▶ _Excerpt to read_
- Opening Delimiter -
James Meikle, health correspondent 

US-led breast cancer study boosts support for Herceptin

More evidence about the breast cancer drug Herceptin is likely to increase pressure on health trusts to fund the expensive treatment despite the fact that its use among patients outside clinical trials still has to be approved by safety regulators.
  
  


More evidence about the breast cancer drug Herceptin is likely to increase pressure on health trusts to fund the expensive treatment despite the fact that its use among patients outside clinical trials still has to be approved by safety regulators.

A US-led study published today involving more than 3,000 patients in 43 countries suggests the drug reduces the risk of early stage breast cancer returning by up to 51%.

Other data in recent months has suggested similar success rates for the drug, which is licensed in this country for use in advanced breast cancer caused by a gene which makes too much of the protein Her2. Some 20-30% of breast cancer patients fall into this group whose disease takes a particularly aggressive form.

Doctors are free to prescribe it to patients they believe will benefit, even though it has not yet undergone checks for safety or cost-effectiveness. But it costs the NHS £21,800 per patient a year and trusts, many already in financial difficulties, have been reluctant to pay, at least until the drug has gained regulatory approval, which may be next summer.

Patricia Hewitt, the health secretary, recently took the unusual step of instructing managers not to deny Herceptin to patients on cost grounds.
- Closing Delimiter -
Dataset entries
- Opening Delimiter -
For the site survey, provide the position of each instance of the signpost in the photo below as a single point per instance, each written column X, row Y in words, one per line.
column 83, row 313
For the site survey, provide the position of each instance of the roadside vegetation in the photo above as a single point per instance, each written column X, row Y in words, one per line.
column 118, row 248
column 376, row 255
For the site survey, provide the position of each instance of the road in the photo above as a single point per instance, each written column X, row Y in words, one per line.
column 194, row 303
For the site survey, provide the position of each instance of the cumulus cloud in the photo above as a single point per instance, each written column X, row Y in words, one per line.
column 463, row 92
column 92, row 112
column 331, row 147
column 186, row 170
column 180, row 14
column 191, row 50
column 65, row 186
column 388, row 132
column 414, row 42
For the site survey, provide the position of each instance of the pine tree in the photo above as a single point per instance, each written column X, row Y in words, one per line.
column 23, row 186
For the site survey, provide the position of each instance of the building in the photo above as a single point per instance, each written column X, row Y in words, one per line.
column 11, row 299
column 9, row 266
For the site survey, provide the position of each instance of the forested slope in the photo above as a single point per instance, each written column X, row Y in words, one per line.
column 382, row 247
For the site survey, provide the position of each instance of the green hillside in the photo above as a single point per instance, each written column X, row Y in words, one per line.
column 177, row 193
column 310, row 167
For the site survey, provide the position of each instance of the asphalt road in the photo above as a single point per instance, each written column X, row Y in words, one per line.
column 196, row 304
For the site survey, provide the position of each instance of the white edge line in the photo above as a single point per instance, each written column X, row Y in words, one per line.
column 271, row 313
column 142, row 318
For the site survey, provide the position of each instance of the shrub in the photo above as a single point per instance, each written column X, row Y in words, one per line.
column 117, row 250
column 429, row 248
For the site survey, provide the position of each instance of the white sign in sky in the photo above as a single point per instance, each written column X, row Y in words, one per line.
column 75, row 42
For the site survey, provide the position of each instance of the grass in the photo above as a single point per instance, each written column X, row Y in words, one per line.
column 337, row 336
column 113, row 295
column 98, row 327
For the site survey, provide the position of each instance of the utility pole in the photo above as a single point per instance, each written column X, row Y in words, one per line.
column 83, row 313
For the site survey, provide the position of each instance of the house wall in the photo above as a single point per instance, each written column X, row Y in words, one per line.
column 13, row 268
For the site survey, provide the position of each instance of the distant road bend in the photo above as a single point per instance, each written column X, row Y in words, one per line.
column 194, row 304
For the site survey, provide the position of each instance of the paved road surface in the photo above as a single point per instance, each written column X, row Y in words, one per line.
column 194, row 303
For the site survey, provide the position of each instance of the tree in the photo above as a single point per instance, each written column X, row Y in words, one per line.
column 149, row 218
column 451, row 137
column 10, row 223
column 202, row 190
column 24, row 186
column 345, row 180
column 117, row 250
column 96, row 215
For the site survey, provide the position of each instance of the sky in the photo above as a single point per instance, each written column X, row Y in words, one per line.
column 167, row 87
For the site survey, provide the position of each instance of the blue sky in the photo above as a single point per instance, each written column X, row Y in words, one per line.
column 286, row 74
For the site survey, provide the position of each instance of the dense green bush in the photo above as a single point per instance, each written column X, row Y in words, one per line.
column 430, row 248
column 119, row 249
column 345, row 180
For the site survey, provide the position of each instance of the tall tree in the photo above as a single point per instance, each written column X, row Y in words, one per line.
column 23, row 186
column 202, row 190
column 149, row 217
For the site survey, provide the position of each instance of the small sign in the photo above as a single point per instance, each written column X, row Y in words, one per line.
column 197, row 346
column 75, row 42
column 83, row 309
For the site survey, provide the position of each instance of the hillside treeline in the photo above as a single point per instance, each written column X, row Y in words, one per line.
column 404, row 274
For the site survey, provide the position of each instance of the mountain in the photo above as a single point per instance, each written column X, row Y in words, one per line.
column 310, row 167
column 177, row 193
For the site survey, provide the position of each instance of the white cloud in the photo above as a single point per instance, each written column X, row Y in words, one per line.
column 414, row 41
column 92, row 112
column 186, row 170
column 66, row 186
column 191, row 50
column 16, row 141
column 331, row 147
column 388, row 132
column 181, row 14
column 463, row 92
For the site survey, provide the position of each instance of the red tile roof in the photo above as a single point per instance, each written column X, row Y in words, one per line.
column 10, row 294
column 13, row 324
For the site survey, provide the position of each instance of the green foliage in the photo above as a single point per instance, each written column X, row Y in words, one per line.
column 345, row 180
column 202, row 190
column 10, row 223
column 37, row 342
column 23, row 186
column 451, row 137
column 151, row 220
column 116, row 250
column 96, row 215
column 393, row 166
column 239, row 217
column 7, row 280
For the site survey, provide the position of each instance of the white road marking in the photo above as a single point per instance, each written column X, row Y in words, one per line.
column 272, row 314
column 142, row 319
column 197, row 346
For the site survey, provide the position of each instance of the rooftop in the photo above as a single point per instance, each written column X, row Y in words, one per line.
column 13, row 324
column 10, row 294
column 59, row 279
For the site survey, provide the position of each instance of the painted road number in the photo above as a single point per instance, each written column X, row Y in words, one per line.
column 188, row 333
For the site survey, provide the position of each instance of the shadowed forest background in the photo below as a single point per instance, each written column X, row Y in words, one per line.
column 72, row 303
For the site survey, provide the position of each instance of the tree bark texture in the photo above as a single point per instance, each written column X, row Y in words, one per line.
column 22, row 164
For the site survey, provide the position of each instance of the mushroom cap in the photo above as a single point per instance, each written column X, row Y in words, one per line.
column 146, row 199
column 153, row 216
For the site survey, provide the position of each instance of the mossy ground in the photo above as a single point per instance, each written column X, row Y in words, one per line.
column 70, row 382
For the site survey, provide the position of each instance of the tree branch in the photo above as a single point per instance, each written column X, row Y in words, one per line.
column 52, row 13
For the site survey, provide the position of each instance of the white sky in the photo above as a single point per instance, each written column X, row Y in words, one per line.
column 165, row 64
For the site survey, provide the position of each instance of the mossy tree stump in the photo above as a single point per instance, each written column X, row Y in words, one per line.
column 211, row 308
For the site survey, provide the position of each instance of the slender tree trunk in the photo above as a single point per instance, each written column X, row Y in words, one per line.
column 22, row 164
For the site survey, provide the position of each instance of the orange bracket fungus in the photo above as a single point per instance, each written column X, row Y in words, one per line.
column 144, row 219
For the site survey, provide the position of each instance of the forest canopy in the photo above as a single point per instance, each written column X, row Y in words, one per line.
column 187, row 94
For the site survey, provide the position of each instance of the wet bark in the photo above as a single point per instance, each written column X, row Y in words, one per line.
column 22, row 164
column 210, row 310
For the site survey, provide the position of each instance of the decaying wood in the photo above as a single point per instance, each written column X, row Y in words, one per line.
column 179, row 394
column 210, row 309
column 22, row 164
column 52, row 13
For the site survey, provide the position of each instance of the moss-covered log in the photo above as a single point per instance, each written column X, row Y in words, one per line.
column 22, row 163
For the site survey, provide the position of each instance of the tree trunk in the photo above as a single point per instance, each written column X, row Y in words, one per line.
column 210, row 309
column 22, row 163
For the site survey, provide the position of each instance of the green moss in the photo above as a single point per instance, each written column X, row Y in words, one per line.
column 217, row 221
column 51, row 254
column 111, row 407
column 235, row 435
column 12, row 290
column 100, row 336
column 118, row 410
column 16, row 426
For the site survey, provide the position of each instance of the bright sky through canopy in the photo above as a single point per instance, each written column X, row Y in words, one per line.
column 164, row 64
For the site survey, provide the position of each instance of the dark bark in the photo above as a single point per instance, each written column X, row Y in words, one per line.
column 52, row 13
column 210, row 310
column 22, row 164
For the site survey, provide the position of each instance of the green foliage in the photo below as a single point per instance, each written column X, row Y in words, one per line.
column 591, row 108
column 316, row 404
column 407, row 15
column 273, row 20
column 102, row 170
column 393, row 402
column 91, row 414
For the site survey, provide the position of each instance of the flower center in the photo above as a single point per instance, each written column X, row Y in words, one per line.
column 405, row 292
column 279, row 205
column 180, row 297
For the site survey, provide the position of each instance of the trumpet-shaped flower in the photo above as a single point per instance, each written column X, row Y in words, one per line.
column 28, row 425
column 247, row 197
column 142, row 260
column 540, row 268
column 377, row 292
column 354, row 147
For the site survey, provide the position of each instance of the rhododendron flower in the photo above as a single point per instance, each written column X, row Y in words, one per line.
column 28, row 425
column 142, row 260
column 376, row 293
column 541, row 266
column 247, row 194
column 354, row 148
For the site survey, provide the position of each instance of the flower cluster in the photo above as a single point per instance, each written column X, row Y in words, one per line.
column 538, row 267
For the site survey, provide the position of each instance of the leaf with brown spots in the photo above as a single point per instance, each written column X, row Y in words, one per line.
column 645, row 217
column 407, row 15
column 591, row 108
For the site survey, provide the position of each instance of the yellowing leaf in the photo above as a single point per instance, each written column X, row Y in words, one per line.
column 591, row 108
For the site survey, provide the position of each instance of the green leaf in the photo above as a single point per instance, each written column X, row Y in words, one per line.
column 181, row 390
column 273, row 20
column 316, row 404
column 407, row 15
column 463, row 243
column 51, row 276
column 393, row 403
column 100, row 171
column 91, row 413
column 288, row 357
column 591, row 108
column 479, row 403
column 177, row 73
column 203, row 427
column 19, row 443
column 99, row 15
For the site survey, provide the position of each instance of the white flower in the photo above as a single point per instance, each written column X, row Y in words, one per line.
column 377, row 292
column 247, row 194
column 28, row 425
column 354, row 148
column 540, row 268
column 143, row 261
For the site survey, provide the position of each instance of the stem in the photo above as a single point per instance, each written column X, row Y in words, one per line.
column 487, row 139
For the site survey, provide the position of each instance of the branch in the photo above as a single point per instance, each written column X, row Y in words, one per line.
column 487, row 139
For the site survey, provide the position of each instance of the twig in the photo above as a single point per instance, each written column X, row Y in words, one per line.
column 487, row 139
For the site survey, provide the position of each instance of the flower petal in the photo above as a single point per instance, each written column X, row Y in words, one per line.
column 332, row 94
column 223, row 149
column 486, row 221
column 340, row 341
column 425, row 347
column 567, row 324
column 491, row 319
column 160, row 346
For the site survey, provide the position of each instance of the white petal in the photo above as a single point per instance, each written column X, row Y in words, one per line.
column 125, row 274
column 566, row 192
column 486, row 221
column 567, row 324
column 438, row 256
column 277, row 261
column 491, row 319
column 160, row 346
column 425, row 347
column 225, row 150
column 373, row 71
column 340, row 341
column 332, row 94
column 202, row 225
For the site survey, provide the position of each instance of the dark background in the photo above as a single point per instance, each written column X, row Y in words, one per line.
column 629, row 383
- Closing Delimiter -
▶ _Requirement A_
What quantities does the Herceptin article state in digits?
▶ _Requirement B_
Edit the Herceptin article, everything from "Other data in" down to "particularly aggressive form.", so that "aggressive" is replaced with "severe".

▶ _Answer space A_
- More than 3,000 patients
- 43 countries
- Up to 51% reduction in the risk of early-stage breast cancer returning
- 20-30% of breast cancer patients
- £21,800 per patient a year

▶ _Answer space B_
Other data in recent months has suggested similar success rates for the drug, which is licensed in this country for use in advanced breast cancer caused by a gene which makes too much of the protein Her2. Some 20-30% of breast cancer patients fall into this group whose disease takes a particularly severe form.